Reproduce every record exactly as given.

———

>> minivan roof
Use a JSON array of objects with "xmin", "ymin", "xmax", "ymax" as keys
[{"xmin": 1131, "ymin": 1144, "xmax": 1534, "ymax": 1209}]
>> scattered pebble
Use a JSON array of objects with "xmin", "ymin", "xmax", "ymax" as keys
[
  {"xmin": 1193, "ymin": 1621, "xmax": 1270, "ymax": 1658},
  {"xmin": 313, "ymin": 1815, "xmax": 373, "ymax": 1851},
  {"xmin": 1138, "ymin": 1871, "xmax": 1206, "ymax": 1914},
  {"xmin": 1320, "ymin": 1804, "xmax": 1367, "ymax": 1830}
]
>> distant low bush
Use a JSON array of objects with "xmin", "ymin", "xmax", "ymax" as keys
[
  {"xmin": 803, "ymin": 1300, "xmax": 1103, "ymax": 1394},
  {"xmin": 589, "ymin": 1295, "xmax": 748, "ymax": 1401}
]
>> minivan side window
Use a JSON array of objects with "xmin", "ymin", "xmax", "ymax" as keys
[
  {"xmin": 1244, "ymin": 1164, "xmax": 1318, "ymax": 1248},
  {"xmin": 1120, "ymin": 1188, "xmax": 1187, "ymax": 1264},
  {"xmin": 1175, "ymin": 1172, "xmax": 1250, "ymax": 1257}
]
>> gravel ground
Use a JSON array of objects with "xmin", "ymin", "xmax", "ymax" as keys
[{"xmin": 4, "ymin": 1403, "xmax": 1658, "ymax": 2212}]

———

*RESPONSE*.
>> minivan roof
Use a JSON array of objects with "xmin", "ymin", "xmax", "ymax" as keys
[{"xmin": 1131, "ymin": 1144, "xmax": 1534, "ymax": 1209}]
>> scattered pebble
Use a JSON array of objects with "xmin", "ymin", "xmax", "ymax" as keys
[
  {"xmin": 1193, "ymin": 1621, "xmax": 1270, "ymax": 1658},
  {"xmin": 313, "ymin": 1815, "xmax": 373, "ymax": 1851},
  {"xmin": 1138, "ymin": 1871, "xmax": 1206, "ymax": 1914},
  {"xmin": 1320, "ymin": 1804, "xmax": 1367, "ymax": 1830}
]
>> distant low bush
Use a JSON array of objects with "xmin", "ymin", "xmax", "ymax" as keys
[
  {"xmin": 803, "ymin": 1300, "xmax": 1103, "ymax": 1394},
  {"xmin": 589, "ymin": 1295, "xmax": 748, "ymax": 1401}
]
>> minivan side window
Use a JSON array of objects with "xmin", "ymin", "xmax", "ymax" as keys
[
  {"xmin": 1244, "ymin": 1164, "xmax": 1318, "ymax": 1248},
  {"xmin": 1120, "ymin": 1188, "xmax": 1187, "ymax": 1264},
  {"xmin": 1175, "ymin": 1172, "xmax": 1250, "ymax": 1257}
]
>> gravel ground
Use a JSON array of objects with "xmin", "ymin", "xmax", "ymax" as keys
[{"xmin": 4, "ymin": 1403, "xmax": 1658, "ymax": 2212}]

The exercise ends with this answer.